▸ **TASK**
Transcribe, word for word, the line containing "Could you tag the brick" and each line following it through the end of the listing below. Omit all other lines.
++++++++++++++++++++
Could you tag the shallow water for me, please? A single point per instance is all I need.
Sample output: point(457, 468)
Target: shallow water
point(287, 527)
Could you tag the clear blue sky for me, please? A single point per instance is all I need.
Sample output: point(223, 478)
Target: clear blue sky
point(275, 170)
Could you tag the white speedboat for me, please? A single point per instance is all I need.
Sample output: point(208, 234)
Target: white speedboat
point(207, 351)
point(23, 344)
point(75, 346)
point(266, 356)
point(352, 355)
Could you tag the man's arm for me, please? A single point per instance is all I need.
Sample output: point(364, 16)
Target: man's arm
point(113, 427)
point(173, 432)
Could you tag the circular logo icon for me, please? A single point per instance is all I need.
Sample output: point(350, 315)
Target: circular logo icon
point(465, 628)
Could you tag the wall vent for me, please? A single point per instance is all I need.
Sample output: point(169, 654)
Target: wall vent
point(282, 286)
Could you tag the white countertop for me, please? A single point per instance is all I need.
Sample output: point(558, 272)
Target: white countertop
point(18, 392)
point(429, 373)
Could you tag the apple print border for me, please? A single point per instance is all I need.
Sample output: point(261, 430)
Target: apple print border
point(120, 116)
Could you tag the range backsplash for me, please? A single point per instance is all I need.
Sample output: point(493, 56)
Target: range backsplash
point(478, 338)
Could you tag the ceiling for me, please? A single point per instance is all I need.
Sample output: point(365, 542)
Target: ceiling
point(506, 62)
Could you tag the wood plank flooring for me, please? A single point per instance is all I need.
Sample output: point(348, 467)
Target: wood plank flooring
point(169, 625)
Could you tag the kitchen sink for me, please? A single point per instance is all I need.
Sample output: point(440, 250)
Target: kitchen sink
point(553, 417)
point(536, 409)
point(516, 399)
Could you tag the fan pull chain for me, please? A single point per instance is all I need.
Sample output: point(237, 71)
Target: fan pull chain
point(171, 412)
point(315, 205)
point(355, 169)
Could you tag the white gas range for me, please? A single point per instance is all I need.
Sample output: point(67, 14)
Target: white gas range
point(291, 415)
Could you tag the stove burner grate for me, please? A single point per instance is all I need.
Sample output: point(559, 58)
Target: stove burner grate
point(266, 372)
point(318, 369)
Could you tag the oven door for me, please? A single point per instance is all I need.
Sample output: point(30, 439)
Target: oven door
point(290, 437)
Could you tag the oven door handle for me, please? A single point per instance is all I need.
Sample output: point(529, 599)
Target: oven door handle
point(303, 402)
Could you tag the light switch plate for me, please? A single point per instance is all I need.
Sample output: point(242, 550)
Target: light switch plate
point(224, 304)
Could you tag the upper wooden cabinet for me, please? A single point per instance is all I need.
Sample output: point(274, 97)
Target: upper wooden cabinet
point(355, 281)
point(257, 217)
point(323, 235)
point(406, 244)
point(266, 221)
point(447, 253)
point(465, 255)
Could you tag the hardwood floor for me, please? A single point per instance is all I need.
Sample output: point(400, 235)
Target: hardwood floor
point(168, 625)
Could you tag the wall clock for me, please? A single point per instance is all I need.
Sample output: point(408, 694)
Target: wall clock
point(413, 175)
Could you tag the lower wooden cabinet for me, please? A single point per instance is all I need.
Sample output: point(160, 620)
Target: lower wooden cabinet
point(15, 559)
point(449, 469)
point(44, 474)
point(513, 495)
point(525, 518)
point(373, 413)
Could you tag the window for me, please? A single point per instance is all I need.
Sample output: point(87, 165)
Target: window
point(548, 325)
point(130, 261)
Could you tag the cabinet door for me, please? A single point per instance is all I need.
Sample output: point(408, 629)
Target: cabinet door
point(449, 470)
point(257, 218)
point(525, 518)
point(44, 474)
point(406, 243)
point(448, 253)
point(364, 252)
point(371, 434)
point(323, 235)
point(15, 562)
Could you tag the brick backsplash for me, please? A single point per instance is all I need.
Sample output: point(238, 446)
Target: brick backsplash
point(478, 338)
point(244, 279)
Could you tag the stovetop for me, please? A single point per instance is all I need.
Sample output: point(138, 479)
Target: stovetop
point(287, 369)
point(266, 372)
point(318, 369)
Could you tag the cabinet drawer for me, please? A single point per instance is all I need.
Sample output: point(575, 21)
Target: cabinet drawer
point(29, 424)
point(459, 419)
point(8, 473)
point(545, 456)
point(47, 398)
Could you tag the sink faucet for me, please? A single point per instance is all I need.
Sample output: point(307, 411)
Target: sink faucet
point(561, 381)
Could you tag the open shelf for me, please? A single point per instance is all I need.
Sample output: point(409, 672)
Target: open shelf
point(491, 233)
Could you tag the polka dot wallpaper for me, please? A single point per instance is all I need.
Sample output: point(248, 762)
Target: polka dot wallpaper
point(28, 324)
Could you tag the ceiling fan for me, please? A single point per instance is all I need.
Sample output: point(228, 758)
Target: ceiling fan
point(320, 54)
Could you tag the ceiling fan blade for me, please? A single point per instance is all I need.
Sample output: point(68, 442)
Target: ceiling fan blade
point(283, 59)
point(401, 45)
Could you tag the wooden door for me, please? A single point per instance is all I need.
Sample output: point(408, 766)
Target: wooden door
++++++++++++++++++++
▸ **TASK OUTPUT**
Could you tag the brick backsplash for me, please? A single point per instance is all I need.
Sample output: point(238, 446)
Target: brick backsplash
point(478, 338)
point(244, 279)
Could you tag the stovetop for me, please? A single point per instance is all I need.
Sample output: point(138, 479)
Target: stovetop
point(287, 369)
point(266, 372)
point(318, 369)
Could you tag the cabinet drawer for me, please? A single point per instance is all I need.
Sample output: point(575, 21)
Target: cabinet drawer
point(29, 424)
point(459, 419)
point(8, 473)
point(545, 456)
point(47, 398)
Could you tag the sink faucet for me, please? A single point per instance is all I need.
Sample output: point(307, 411)
Target: sink faucet
point(561, 381)
Could you tag the open shelf for me, please? A single point per instance is all I need.
Sample output: point(409, 672)
Target: open shelf
point(491, 233)
Could you tag the polka dot wallpaper for me, please? A single point per instance is all I need.
Sample output: point(248, 762)
Target: polka dot wallpaper
point(28, 324)
Could you tag the ceiling fan for me, please? A single point per instance is all I need.
Sample output: point(228, 758)
Target: ceiling fan
point(320, 54)
Could you tag the ceiling fan blade for me, please? A single point per instance is all I need.
Sample output: point(68, 442)
Target: ceiling fan blade
point(283, 59)
point(401, 45)
Could you tag the wooden door for me, please? A single point per instance is all I need.
Sample output: point(408, 766)
Target: wooden door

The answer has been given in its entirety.